### Assigned task:
What you produce should match the records below precisely, except that images are removed.

[Dataset entries]
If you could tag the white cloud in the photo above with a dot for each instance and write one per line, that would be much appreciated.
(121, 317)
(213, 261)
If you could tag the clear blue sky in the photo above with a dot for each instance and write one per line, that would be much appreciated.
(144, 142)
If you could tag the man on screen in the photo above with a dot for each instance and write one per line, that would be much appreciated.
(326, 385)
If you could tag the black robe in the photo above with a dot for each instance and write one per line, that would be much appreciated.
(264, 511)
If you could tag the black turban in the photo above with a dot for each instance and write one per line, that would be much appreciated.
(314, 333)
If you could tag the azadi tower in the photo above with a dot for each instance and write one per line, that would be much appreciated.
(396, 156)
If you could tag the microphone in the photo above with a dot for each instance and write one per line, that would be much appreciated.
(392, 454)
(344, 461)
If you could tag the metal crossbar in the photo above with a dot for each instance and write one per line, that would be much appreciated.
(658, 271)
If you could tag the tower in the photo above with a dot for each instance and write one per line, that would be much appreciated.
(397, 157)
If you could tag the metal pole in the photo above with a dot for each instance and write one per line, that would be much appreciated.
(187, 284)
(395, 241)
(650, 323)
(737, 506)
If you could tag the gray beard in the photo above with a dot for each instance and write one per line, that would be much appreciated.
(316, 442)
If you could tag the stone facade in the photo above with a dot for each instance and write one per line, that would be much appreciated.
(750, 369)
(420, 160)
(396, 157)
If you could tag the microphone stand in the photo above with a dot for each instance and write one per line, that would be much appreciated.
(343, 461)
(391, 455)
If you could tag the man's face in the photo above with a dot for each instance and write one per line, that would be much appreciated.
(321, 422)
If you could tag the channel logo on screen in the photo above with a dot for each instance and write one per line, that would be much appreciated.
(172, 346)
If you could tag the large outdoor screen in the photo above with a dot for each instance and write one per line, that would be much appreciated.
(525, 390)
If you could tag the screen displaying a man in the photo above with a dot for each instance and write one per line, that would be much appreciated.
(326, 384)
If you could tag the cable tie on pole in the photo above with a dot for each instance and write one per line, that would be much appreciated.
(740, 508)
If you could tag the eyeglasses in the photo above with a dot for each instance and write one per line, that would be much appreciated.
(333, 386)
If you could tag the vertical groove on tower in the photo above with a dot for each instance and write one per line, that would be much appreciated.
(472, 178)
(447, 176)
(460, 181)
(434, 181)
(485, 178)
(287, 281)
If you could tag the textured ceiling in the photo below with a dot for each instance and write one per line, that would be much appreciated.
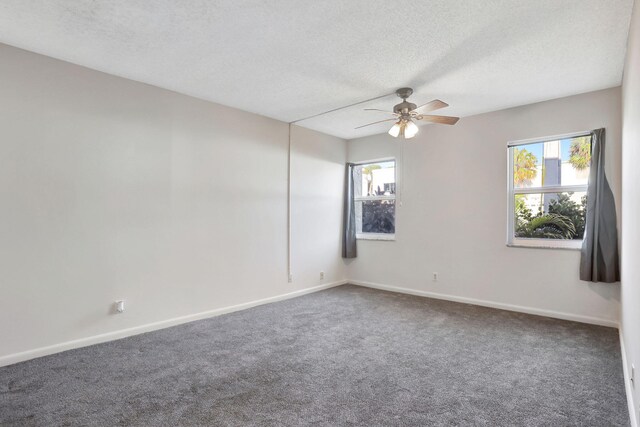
(289, 59)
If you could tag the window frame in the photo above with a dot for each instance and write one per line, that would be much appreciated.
(380, 236)
(521, 242)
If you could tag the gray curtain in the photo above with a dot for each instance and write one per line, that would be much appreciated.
(349, 249)
(599, 260)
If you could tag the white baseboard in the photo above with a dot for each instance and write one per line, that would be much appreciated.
(492, 304)
(627, 383)
(110, 336)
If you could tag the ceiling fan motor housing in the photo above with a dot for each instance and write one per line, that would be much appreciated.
(405, 106)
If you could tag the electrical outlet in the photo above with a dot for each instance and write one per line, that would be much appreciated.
(119, 306)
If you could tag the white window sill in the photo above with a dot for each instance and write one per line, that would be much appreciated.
(376, 236)
(572, 245)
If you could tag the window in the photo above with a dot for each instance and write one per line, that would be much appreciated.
(548, 181)
(374, 186)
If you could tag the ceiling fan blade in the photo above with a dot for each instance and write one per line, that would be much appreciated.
(443, 120)
(381, 121)
(436, 104)
(384, 111)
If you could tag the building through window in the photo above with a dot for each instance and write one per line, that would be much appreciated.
(375, 199)
(548, 191)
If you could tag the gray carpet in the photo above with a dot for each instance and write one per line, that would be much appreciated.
(345, 356)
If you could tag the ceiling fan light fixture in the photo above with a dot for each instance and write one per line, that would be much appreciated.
(404, 128)
(395, 129)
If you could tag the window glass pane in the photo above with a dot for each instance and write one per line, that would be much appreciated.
(375, 216)
(375, 179)
(552, 163)
(550, 215)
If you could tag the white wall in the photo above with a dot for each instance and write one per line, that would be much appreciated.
(453, 218)
(317, 183)
(630, 323)
(112, 189)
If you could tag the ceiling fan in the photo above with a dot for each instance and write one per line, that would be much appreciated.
(406, 112)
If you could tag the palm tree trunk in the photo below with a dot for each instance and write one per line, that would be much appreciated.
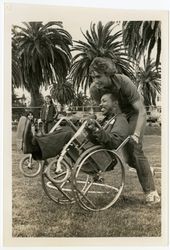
(36, 102)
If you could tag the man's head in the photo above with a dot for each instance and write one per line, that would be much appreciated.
(102, 71)
(109, 104)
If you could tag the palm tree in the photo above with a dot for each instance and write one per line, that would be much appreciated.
(148, 79)
(101, 41)
(141, 36)
(42, 50)
(62, 92)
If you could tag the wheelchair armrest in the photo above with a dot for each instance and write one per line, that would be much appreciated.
(60, 121)
(122, 144)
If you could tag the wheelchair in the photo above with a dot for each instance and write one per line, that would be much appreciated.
(85, 173)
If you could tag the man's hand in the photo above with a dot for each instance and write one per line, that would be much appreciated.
(135, 138)
(91, 125)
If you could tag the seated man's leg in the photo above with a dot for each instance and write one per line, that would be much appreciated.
(52, 144)
(41, 147)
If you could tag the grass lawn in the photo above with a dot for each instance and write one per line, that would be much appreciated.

### Solved exercise:
If you could tag the white cloud in the photo above with a dot for each instance and write one per line, that would be much appreciated.
(121, 317)
(213, 261)
If you could tag the clear blue sky in the photo above with a dot for each instance and write one per line, that would be much appreciated.
(144, 142)
If you could tag the man on screen in the photo above with a dot for each instance and write one per line, that would be much appreciated.
(326, 385)
If you could tag the black robe in the photo above with a dot for each instance and write one per line, that would be much appreciated.
(264, 511)
If you could tag the black turban in the photo above with a dot for each instance and write one per line, that would be much appreciated.
(314, 333)
If you could tag the azadi tower in the photo above with a dot for each instance and write one per line, that would be much appreciated.
(396, 156)
If you could tag the microphone in the photo above with a dot for each instance and write one per line, that would be much appreciated.
(392, 454)
(344, 461)
If you could tag the metal crossbar in the photo above with a dot for each instance and write one per line, that would be much appreciated.
(658, 271)
If you could tag the tower in the photo above with a dot for each instance and write one per line, that would be much appreciated.
(397, 157)
If you could tag the metal pole in the photo above with a dot for each instance and write one per line, that would be much appreciated.
(187, 284)
(395, 241)
(650, 323)
(737, 506)
If you could tag the gray beard in the photo above with a dot for each instance and write one per line, that would be much appreciated.
(316, 442)
If you could tag the stone facade in the photo above with a dot for each instance and write one per line, that would be much appreciated.
(750, 369)
(420, 160)
(396, 157)
If you could tag the microphone stand in the photo above with a dot for each instance and write one per line, that would be much appreciated.
(343, 461)
(391, 455)
If you could tag the man's face in the photo above with a dot for each instance and write one per line, that would be much appreciated.
(321, 422)
If you could tag the channel logo on screen in the photo above with a dot for each instance and write one per line, that would be much appreciated.
(172, 346)
If you could tag the large outdoor screen in the photo above with a dot for each instance and write one per line, that would be much appreciated.
(525, 390)
If you could tag the screen displaying a man in the photo above with a dot for each instance and write one per line, that would be much appreciated.
(326, 384)
If you could tag the cable tie on pole in the photo above with a dot for each instance and write one per line, that would be much appreciated.
(740, 508)
If you could tag the eyeglasses in the photo above with a dot for each instance and write one per line, that would be much appreciated.
(333, 386)
If you could tag the vertical groove on tower in the photo above with a dot for each instance and write one per line, that would be much appreciated.
(472, 178)
(447, 176)
(460, 181)
(434, 181)
(485, 178)
(287, 281)
If you could tag the textured ceiling in the photo below with a dot for each instance and write one per line, that would be much appreciated.
(289, 59)
If you could tag the window frame in the photo above with a dot for each instance and write one per line, that would be much appreciated.
(380, 236)
(521, 242)
If you could tag the gray curtain in the photo above with a dot for each instance and write one per line, that would be much appreciated.
(349, 249)
(599, 260)
If you could tag the white baseboard in the photo above with a dot for each instance and write one per line, that would be much appreciated.
(492, 304)
(627, 383)
(110, 336)
If you could tag the ceiling fan motor housing in the photo above with a dot for each instance and write one per line, that would be much appreciated.
(405, 106)
If you could tag the electrical outlet in the photo above with a dot for each instance and write one per line, that would be much appreciated.
(119, 306)
If you could tag the white window sill in the photo above with a dot for each instance and write one per line, that would be much appreciated.
(376, 236)
(572, 245)
If you could tag the window in the photo above with a dot for each instance and write one per line, that would be much appreciated.
(548, 181)
(374, 186)
If you could tag the ceiling fan blade in the photo above with a dot for each instance and write one per line, that would be much appreciated.
(443, 120)
(381, 121)
(436, 104)
(384, 111)
If you could tag the building through window in the photo above with a dot for each instance and write one per line, that would be much appreciated.
(375, 199)
(548, 191)
If you could tag the gray carpet in the photo above with a dot for each instance and write one per line, that would be much appreciated.
(345, 356)
If you could tag the ceiling fan light fixture in the photo above with a dot for each instance and write one per line, that would be much appreciated.
(404, 128)
(395, 129)
If you could tag the window glass pane in the photo above with a dot for each instance and write one per line, that would be much appreciated.
(375, 216)
(375, 179)
(552, 163)
(550, 215)
If you could tag the white wall in the photo above with a dot for each instance and write one per line, that would be much appreciated.
(453, 218)
(317, 183)
(630, 323)
(112, 189)
If you could tag the ceiling fan in the photo above with a dot for each instance and write one per line, that would be much appreciated.
(406, 112)
If you could tag the palm tree trunk in the photo below with a dot for each instance and write one per line, that would be much appreciated.
(36, 102)
If you could tag the man's head in the photo above with a dot for each instance and write one per line, that would be much appreciated.
(102, 71)
(109, 104)
If you could tag the palm tree in the photo above with a dot for each instance and write one per line, that would be much appreciated.
(148, 79)
(101, 41)
(141, 36)
(42, 50)
(62, 92)
If you could tag the wheelchair armrest in the photo above with a dot for each instance and write one per line, that would be much appreciated.
(60, 121)
(122, 144)
If you could tag the wheelchair in the photo above with a dot for each instance and write one per line, that would be much appreciated.
(85, 173)
If you could tag the man's hand in the photo above with a dot for each instance and write one per line, that would be much appreciated.
(135, 138)
(91, 125)
If you could tag the seated man's leg in the photo above with a dot for each instance and write one per line, that would be much appreciated.
(52, 144)
(41, 147)
If you could tag the grass lawn in the photo above with a dot for each instance and write one per line, that would be much appreciated.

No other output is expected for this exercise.